● **CHECK YOUR UNDERSTANDING**:
1 – Answer these questions about the ASMIL summary below, marking your answers (a), (b) and (c):
(a) What measure do the authors use to quantify attention dynamic instability?
(b) What is the largest F1 improvement that ASMIL is reported to achieve?
(c) How many representative attention MIL models and how many public datasets were used in the experiments?
2 – Translate this sentence from the ASMIL summary into French: "Since pixel-level annotation is impractical, slide-level weak labels are used for Multiple Instance Learning (MIL)."
3 – Echo the passage of the ASMIL summary from "Key Challenge: (PI)" up to and including "performance and interpretability.".

● **TEXT EXCERPT**:
ASMIL: Attention-Stabilized Multiple Instance Learning for Whole-Slide Imaging¶

Conference: ICLR 2026
OpenReview: https://openreview.net/forum?id=CYmjrbQRyM
Code: https://github.com/Linfeng-Ye/ASMIL
Area: Medical Imaging / Computational Pathology / Multiple Instance Learning
Keywords: Whole-Slide Imaging, Multiple Instance Learning, Attention Stabilization, Anchor Model, EMA, Normalized Sigmoid

TL;DR¶

This paper identifies for the first time a failure mode called "Attention Dynamic Instability" in Attention-based MIL for Whole-Slide Imaging (WSI). It proposes ASMIL: a unified framework that stabilizes attention using an EMA-updated anchor model distillation, suppresses attention over-concentration with a normalized sigmoid, and mitigates overfitting via token random dropout, achieving up to 6.49% F1 improvement across multiple pathological datasets.

Background & Motivation¶

Background: Whole-slide images (WSIs) are gigapixel-level pathological images where tumor regions often occupy a tiny fraction of the slide. Since pixel-level annotation is impractical, slide-level weak labels are used for Multiple Instance Learning (MIL). Attention-based MIL (ABMIL, TransMIL, etc.) treats each tile as an instance and aggregates them using attention weights into a bag-level representation. This has become the de facto standard for WSI classification and provides clinical interpretability through attention heatmaps.

Limitations of Prior Work: Attention MIL is known for two persistent issues: (PII) Attention over-concentration, where the model assigns weights almost exclusively to a few tiles, harming generalization and interpretability; and (PIII) Overfitting, as WSI datasets typically contain only a few hundred slides per category despite high tile redundancy. This paper conducts experiments on four representative attention MIL models across two public datasets and discovers a third, previously unreported failure mode.

Key Challenge: (PI) Attention dynamic instability—the attention distribution for the same WSI fluctuates violently across different epochs rather than converging to a stable pattern. The authors quantify this using the Jensen-Shannon divergence (JSD) between attention distributions of adjacent epochs, finding that models like TransMIL experience continuous large JSD fluctuations, corresponding to higher cross-entropy and poorer performance. Unstable attention implies that the tissue regions the model focuses on change every epoch, which degrades both performance and interpretability.

● **DATA SUPPLIED**:
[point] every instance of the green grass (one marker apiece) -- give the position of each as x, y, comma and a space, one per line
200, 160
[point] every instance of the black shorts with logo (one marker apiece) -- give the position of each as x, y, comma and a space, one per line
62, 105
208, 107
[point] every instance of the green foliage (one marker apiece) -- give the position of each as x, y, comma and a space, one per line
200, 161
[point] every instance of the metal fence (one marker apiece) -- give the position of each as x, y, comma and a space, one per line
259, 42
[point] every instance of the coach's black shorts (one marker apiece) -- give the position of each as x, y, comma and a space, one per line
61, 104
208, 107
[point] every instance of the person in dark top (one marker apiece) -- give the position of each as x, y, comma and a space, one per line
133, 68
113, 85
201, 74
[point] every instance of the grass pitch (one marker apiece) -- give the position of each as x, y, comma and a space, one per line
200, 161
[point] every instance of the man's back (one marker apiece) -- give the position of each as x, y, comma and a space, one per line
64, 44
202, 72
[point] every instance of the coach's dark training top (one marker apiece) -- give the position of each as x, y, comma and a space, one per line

● **ANSWERS PROVIDED**:
1 –
(a) The Jensen-Shannon divergence (JSD) between the attention distributions of adjacent epochs.
(b) Up to 6.49%.
(c) Four attention MIL models across two public datasets.

2 – Comme l'annotation au niveau des pixels est irréalisable, des étiquettes faibles au niveau de la lame sont utilisées pour l'apprentissage à instances multiples (MIL).

3 –
Key Challenge: (PI) Attention dynamic instability—the attention distribution for the same WSI fluctuates violently across different epochs rather than converging to a stable pattern. The authors quantify this using the Jensen-Shannon divergence (JSD) between attention distributions of adjacent epochs, finding that models like TransMIL experience continuous large JSD fluctuations, corresponding to higher cross-entropy and poorer performance. Unstable attention implies that the tissue regions the model focuses on change every epoch, which degrades both performance and interpretability.